→ **About this task**
According to the art therapy text, what three parties are involved in the transaction that makes art therapy a three-way process?

→ **Document segment**
[Start of section]
Art Therapy is effective for people of all ages, yet general thinking is that it is ‘just for kids’. As a therapy for adults it can break through many barriers. The Art Therapy session provides a space for adults to play and experiment, to be creative, and work through a variety of issues. Adults are often so good at talking about their problems in a particular way that they can almost hide behind the words. Art Therapy allows the client to express difficult thoughts and feelings in a new way, thus often providing a way of getting ‘unstuck’, opening up a pathway to solutions for problems.
Art therapy is based upon the principle that the creative process involved in making art is healing and life-enhancing. The act of ‘making’ is inherently therapeutic. The presence of a therapist supplies the human factor for establishing a therapeutic relationship through an art form. Art therapy is a three-way process involving a transaction between the client, the therapist and the image.
Creativity is at the core of art therapy, but the primary goal of the art activity must be therapy. The emphasis is on the process of creating rather than on the end product. Art Therapy offers the opportunity for expression, reflection and communication.
The art therapist provides a safe, non-threatening, non-judgemental, and confidential space in which the person can explore their issues.
It has its roots in psychotherapy, but is not a ‘talking’ modality. The art process is seen as a form of symbolic speech. Art therapists ‘listen’ to the non-verbal conversations, the dialogue between the client and their art work, the process of making, as well as body language and any verbal commentary. They do not make judgements based on the art product. The therapist does not interpret the artwork, though they may ask the client to tell the story of the image, and thus try to unravel an interpretation for themselves. The product is seen as a reflection of the meaningful discoveries of the client. It also serves as a monitor of change because developments can be seen visually.
Art therapy is extremely versatile and effective for most people. It is an organic process of healing through engaging with art materials and the relationship with the therapist. The essence of Art Therapy lies in the therapeutic outcome of the creative activity. It provides people with a safe space to explore and express their thoughts and feelings.
[End of section]
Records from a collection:
[Start of section]
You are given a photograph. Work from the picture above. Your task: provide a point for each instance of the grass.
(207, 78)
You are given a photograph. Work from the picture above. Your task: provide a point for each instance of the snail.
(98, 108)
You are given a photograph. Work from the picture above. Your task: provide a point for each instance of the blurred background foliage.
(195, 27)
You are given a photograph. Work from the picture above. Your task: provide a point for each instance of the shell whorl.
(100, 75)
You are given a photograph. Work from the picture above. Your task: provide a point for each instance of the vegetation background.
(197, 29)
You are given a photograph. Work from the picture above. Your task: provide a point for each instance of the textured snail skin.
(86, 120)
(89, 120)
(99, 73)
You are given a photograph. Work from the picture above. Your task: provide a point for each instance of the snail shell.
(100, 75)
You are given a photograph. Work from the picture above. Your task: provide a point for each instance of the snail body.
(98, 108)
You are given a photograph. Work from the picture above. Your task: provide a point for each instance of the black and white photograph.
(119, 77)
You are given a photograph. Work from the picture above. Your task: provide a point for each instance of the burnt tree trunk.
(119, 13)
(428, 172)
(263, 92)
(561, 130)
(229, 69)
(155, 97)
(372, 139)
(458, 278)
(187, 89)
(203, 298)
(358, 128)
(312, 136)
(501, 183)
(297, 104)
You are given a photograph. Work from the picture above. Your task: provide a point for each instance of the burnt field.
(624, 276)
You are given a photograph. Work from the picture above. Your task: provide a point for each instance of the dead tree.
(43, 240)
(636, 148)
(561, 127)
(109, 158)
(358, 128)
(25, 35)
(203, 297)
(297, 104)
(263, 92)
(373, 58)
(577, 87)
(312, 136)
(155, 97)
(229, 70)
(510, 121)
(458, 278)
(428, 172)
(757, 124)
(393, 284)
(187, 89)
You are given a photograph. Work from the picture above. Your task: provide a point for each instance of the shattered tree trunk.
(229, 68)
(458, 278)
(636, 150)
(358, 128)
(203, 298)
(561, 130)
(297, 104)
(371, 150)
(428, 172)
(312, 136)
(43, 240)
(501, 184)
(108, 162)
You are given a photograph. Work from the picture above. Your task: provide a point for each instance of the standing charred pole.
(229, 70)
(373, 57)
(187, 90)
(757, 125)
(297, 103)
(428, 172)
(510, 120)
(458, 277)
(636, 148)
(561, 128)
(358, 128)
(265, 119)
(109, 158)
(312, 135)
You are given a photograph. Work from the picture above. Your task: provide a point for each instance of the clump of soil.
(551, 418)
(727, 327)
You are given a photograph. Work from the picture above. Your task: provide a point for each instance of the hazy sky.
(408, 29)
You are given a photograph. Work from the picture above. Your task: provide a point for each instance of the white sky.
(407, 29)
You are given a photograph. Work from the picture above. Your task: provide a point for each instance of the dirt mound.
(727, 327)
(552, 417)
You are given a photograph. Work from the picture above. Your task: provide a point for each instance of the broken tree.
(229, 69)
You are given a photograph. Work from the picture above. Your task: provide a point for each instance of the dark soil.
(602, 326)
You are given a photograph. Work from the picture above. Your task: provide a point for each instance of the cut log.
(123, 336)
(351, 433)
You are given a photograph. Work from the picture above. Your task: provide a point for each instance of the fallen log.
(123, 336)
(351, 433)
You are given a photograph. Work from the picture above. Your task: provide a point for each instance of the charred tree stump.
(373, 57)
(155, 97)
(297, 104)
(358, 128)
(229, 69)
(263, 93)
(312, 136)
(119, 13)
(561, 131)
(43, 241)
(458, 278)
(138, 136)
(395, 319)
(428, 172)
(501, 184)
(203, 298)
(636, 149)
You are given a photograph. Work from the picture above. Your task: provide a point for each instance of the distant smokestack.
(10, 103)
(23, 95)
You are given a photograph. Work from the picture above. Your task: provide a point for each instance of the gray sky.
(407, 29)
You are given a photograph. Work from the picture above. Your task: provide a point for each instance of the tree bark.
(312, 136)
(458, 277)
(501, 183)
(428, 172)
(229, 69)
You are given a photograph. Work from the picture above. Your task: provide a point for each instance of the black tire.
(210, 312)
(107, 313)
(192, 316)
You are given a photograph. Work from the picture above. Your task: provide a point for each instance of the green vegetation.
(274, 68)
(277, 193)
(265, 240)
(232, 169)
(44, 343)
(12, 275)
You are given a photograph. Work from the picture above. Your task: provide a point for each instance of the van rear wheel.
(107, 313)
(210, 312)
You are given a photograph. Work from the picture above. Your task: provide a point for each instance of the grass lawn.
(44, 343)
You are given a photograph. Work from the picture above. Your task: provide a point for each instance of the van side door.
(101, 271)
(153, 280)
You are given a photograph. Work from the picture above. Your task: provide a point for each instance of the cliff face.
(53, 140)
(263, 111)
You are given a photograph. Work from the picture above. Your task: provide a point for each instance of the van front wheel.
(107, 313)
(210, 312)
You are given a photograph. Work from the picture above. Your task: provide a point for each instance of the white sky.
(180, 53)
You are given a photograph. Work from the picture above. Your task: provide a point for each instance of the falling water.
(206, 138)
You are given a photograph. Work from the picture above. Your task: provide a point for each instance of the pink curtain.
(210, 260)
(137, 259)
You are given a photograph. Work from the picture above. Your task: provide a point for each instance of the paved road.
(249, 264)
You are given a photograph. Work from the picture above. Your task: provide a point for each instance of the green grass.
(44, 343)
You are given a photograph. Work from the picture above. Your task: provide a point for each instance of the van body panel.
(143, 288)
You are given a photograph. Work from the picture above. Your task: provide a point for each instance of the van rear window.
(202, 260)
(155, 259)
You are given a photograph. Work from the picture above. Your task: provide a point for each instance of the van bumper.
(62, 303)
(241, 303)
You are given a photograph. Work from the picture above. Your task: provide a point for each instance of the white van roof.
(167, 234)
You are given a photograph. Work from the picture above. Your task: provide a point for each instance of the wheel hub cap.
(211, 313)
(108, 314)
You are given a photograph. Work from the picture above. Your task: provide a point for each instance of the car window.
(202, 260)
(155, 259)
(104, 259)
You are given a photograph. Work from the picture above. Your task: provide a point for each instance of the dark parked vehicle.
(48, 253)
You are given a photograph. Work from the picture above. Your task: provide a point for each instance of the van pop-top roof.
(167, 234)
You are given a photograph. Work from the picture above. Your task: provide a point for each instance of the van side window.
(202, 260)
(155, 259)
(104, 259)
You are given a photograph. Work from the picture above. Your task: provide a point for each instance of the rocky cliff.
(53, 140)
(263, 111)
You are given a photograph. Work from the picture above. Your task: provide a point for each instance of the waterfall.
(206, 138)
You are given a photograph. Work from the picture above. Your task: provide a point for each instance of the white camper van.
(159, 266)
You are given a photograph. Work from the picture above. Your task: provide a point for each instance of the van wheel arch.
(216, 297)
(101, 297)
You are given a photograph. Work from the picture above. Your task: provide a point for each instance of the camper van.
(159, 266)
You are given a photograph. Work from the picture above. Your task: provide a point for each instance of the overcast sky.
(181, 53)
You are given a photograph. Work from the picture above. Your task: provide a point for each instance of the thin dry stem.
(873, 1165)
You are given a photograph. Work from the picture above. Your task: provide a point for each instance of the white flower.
[End of section]
→ **Output**
The client, the therapist and the image.